>>>

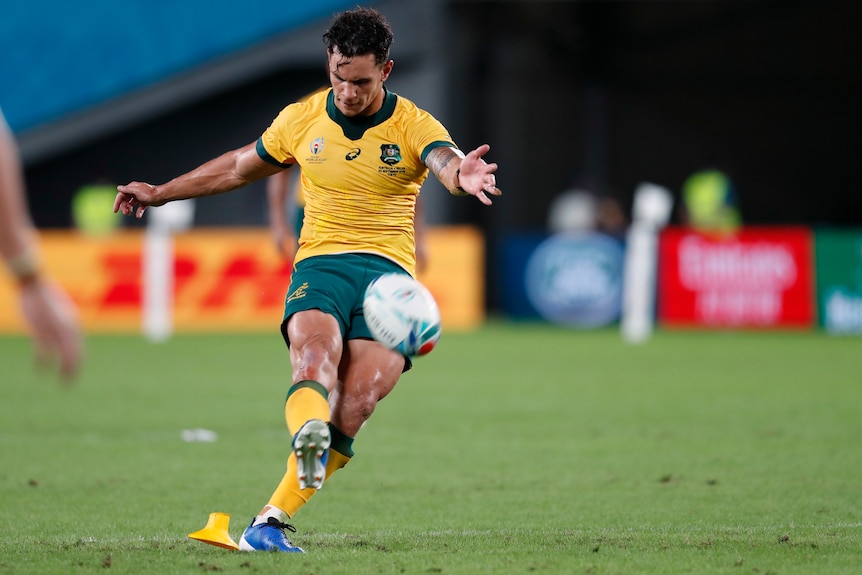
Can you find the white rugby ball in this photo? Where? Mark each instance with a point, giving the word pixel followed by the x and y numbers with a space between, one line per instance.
pixel 402 314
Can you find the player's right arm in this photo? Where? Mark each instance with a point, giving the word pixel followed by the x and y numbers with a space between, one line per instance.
pixel 464 175
pixel 227 172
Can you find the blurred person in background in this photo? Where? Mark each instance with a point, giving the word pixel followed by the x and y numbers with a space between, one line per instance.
pixel 49 313
pixel 364 153
pixel 710 203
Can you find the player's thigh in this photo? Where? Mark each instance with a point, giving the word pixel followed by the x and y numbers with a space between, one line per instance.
pixel 315 337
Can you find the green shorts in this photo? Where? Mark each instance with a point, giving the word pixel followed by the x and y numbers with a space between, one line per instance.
pixel 335 284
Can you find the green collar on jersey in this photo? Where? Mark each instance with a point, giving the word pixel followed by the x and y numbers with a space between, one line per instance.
pixel 355 127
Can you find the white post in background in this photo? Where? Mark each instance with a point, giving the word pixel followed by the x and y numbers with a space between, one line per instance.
pixel 651 212
pixel 158 266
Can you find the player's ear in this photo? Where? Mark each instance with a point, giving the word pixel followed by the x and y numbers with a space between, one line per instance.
pixel 387 69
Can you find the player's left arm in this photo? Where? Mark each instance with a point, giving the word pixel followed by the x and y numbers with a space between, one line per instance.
pixel 464 175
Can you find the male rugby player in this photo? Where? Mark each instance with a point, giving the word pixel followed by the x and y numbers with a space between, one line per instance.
pixel 363 152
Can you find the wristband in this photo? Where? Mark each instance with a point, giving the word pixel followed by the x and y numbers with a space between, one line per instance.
pixel 458 183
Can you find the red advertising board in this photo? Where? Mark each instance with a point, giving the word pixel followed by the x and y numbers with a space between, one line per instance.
pixel 225 279
pixel 759 277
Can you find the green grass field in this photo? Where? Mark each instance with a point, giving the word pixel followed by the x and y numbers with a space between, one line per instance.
pixel 514 449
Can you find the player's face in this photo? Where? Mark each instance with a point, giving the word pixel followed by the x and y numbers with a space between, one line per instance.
pixel 357 83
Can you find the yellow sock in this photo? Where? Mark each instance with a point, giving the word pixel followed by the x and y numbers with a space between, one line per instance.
pixel 306 400
pixel 288 496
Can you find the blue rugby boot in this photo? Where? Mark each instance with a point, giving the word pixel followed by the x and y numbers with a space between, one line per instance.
pixel 268 536
pixel 311 446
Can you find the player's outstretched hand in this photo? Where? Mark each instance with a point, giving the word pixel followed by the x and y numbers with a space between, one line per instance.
pixel 135 197
pixel 477 177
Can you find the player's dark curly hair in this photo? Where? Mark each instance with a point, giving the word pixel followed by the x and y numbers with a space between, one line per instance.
pixel 359 32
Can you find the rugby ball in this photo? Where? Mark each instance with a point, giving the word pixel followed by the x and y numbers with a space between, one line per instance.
pixel 402 314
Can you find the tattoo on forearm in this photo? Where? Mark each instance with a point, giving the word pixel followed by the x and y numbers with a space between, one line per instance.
pixel 438 159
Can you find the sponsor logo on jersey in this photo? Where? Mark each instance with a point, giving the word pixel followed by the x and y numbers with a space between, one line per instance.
pixel 390 154
pixel 299 292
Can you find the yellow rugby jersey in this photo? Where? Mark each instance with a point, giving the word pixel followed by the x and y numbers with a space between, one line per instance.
pixel 360 176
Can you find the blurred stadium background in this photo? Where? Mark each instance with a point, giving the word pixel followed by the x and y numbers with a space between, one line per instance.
pixel 571 95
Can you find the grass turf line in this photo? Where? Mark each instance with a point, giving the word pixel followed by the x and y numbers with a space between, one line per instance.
pixel 514 449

<<<

__PROBLEM STATEMENT__: Type out every line above word for word, omitting the pictures.

__FULL OUTPUT__:
Can you find the white rugby ball in this photo? Where? Mark each instance with a point, giving the word pixel followed by the x and y numbers with a space between, one line per instance.
pixel 402 314
Can you find the player's right arm in this photo? Where? Mark each instance with a point, giving the word pixel followed by the x and y numbers with a space between, one line per instance.
pixel 464 175
pixel 227 172
Can you find the blurred person in background in this photo? Where? Mark each instance with a point, giving the word pixel followed by the x and y numbers with a space between, one line per instance.
pixel 49 313
pixel 364 153
pixel 710 203
Can you find the player's thigh in this photo? Where? Mark each instance with a point, giving the word pixel followed by the x and y numbers with a space between, one line per instance.
pixel 315 337
Can you find the green shorts in this photo? Where? Mark each instance with a point, giving the word pixel followed by the x and y numbers with a space between, one line per instance.
pixel 335 284
Can you find the green collar on jersey in this photo? Where? Mark each instance with a point, giving the word pixel followed by the x and y numbers with a space between, one line per instance.
pixel 355 127
Can you find the white post in background in this photo? Where? Mark each instance with a point, giving the word pixel followed by the x and y numbers with a space between, one line per instance.
pixel 651 212
pixel 158 266
Can you find the player's ear in this photo? Where? Mark each instance with a point, giving the word pixel followed by the x and y numbers with a space between, one line per instance.
pixel 387 69
Can you find the player's left arm in this photo? Where? Mark each instance with a point, giving the word pixel followed by the x and y numbers with a space between, one line per instance.
pixel 464 175
Can you find the male rugby player in this photo? Where? Mark each instance with a point, giving the word pixel followed by the x and y numbers with a space between, one line per instance.
pixel 363 152
Can you find the wristband in this photo? Where? Mark each instance with a point, giving the word pixel followed by the x and y numbers with a space between, one line per instance.
pixel 458 183
Can you find the red advertising board in this photo? Where? Mark each instance with a point, giving the word pixel followed by the x and y numbers with a space between, one line per instance.
pixel 225 279
pixel 759 277
Can you find the green grass field in this photo? Where? Mark each instance with a point, giving the word pixel followed by the x and y numbers with a space between, one line per instance.
pixel 514 449
Can you find the player's face in this photo? Where? Mark each instance with a point, giving the word pixel followed by the x and y numbers with a space between, one line per instance.
pixel 357 83
Can you find the yellow sock in this photo? Where? Mark each instance with a point, giving the word pixel followed by the x and y numbers with a space between, one line per instance.
pixel 306 400
pixel 288 496
Can you find the blue rugby boot in this photo? Where? Mark each instance with a point, giving the word pixel followed by the x and y numbers with a space between, one line per instance.
pixel 268 536
pixel 311 446
Can you find the player's outstretched hand in this photo? Where? Mark each instance with a point, giving the word pixel followed by the x and y numbers with a space between, one line per instance.
pixel 135 197
pixel 477 177
Can you find the player's dark curly hair in this photo? Where? Mark each instance with a point, giving the word pixel followed by the x and y numbers with a space between, one line per instance.
pixel 359 32
Can you find the rugby ball in this photo? Where? Mark each instance with a point, giving the word pixel followed by the x and y numbers with a space between, one line per instance.
pixel 402 314
Can you find the tattoo on forearm in this photo? Where? Mark each instance with a point, giving the word pixel followed by the x and y numbers with a space between, one line per instance.
pixel 438 159
Can you find the sponsor logo on jersey in this photo? Where? Mark each instance with a point, giving the word pixel followed by the x and y numbers with a space between, one line per instance.
pixel 390 154
pixel 299 292
Can you find the yellow rugby jersey in this photo? Where? Mark each instance with a point, giving the word pixel followed by the x and y numbers with a space between, one line per instance.
pixel 360 176
Can you find the blurred stadium background in this photo? Where? Mark each instance with a point, giving the word pixel followed by the x and y numbers with a space between, one line per instance.
pixel 571 95
Can you find the grass turf line in this photo? Where? Mark each instance with a point, giving the word pixel followed by the x and y numbers with a space between, one line per instance.
pixel 514 449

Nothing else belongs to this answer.